▸ Stated exercise
Output the following data verbatim, reproducing every line in its original order.
**** Data supplied ****
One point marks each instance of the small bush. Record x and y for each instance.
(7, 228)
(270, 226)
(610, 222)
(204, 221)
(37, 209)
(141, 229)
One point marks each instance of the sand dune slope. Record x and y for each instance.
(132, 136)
****
▸ Exercise response
One point marks each instance of the small bush. Record x and y for each instance.
(7, 228)
(270, 226)
(610, 222)
(204, 221)
(37, 209)
(141, 229)
One point marks each instance of the sand dune slope. Record x and y for each instance.
(132, 136)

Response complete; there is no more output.